__WHAT TO DO__. Extract word for word the lines of the listing from its start to the line holding "pixel 1111 596", both ends kept; pictures are not part of the copy.

• • • • •

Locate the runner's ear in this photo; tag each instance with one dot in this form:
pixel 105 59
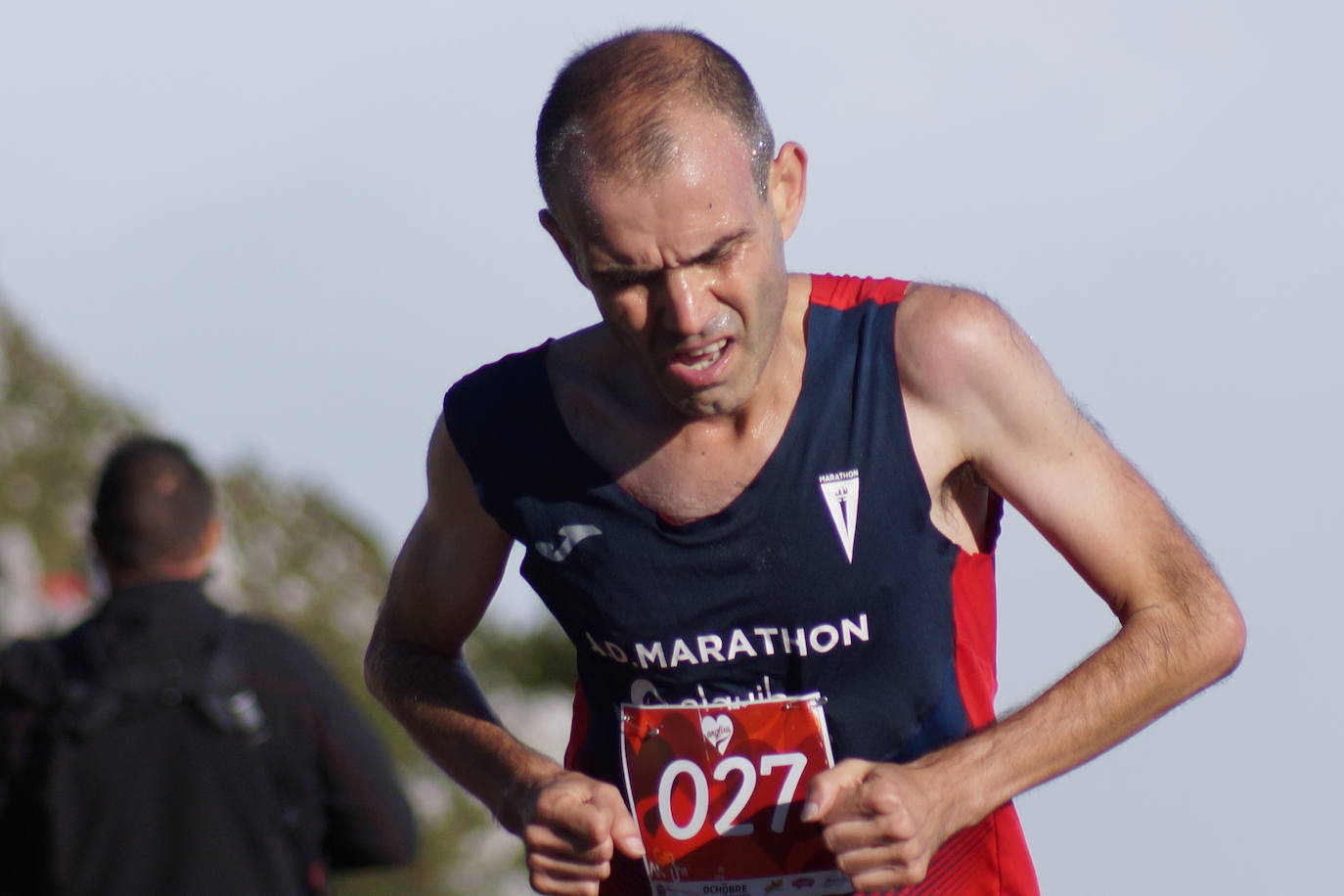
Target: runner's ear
pixel 789 186
pixel 562 242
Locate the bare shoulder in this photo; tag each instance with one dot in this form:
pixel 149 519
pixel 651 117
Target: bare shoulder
pixel 951 340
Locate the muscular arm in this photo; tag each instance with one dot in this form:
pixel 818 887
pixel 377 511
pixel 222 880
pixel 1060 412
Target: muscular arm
pixel 441 585
pixel 977 391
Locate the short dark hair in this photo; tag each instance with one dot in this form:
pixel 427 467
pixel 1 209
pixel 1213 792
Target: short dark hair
pixel 152 504
pixel 618 94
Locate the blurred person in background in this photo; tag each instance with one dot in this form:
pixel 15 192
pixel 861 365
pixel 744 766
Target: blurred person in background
pixel 167 747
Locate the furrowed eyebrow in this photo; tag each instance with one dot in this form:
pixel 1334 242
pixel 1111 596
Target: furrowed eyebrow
pixel 714 252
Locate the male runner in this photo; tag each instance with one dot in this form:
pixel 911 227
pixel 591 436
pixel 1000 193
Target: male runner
pixel 686 477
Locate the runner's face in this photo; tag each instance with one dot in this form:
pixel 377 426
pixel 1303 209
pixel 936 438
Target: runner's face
pixel 687 269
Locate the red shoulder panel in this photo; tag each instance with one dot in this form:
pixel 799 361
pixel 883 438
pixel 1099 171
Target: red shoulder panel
pixel 841 293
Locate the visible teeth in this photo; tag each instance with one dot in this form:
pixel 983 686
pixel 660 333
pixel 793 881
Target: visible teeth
pixel 706 356
pixel 711 347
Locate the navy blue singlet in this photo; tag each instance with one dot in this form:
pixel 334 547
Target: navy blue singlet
pixel 824 575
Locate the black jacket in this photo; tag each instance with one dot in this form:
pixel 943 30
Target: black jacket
pixel 160 801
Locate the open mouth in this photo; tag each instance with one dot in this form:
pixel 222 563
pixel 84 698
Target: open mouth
pixel 704 357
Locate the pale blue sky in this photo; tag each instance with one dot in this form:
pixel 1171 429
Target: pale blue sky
pixel 285 227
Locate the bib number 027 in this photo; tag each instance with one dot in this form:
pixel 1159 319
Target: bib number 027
pixel 785 767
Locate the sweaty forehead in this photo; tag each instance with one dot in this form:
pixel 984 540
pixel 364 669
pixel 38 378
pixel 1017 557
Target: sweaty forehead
pixel 706 165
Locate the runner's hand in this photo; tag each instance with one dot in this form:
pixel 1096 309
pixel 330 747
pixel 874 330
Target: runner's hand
pixel 574 828
pixel 880 820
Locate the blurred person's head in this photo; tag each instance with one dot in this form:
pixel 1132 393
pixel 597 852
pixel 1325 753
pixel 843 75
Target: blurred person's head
pixel 154 514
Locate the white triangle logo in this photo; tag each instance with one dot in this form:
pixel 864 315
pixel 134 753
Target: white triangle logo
pixel 841 495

• • • • •

__RESPONSE TO THE EXERCISE__.
Locate the runner's ear in this photo; tag each instance with one dot in this form:
pixel 105 59
Target: runner's ear
pixel 789 186
pixel 562 242
Locate the bare shoulder in this photo; tag each instance with one dot in this form:
pixel 149 519
pixel 651 117
Target: bare shoulder
pixel 951 340
Locate the muscular arm in this photo; tag each instance with one dot in this form:
pixel 818 887
pixel 377 511
pixel 222 880
pixel 1060 412
Target: muscular arm
pixel 441 585
pixel 977 391
Locate the short dark hair in this photo; tag each instance with one dot in this form:
pixel 427 467
pixel 1 209
pixel 1213 792
Target: short dark hair
pixel 152 504
pixel 618 94
Locate the blurred person in background in this photo; tag each instance with one dot in this form:
pixel 15 192
pixel 861 365
pixel 744 766
Target: blurred person in background
pixel 167 747
Locate the furrowed eyebrow in this photo; tag each instance with one dot in this form:
pixel 1334 242
pixel 1111 596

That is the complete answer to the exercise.